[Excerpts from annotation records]
....
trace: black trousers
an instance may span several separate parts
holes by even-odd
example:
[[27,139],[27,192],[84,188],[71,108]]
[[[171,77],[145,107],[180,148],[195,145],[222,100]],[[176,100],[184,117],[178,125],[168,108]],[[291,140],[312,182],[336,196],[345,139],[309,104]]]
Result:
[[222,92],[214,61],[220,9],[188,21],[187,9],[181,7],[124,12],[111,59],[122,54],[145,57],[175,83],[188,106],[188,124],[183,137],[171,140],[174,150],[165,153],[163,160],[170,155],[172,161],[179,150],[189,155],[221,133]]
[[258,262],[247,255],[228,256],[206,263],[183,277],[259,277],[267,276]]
....
[Job] Repeat all of the material above line for line, changing nothing.

[Reply to the exercise]
trace: black trousers
an instance may span several separate parts
holes by even-odd
example:
[[27,139],[27,192],[84,188],[71,108]]
[[[171,77],[145,107],[180,148],[195,145],[222,100]],[[176,100],[184,117],[178,125],[168,108]],[[291,140],[312,182],[336,196],[345,139],[309,104]]]
Result:
[[222,92],[214,61],[220,9],[188,21],[187,9],[181,7],[124,12],[111,59],[122,54],[145,57],[175,83],[188,106],[188,124],[183,137],[171,140],[174,150],[165,153],[163,160],[170,155],[172,161],[179,150],[189,155],[221,133]]
[[258,262],[247,255],[228,256],[206,263],[183,277],[259,277],[267,276]]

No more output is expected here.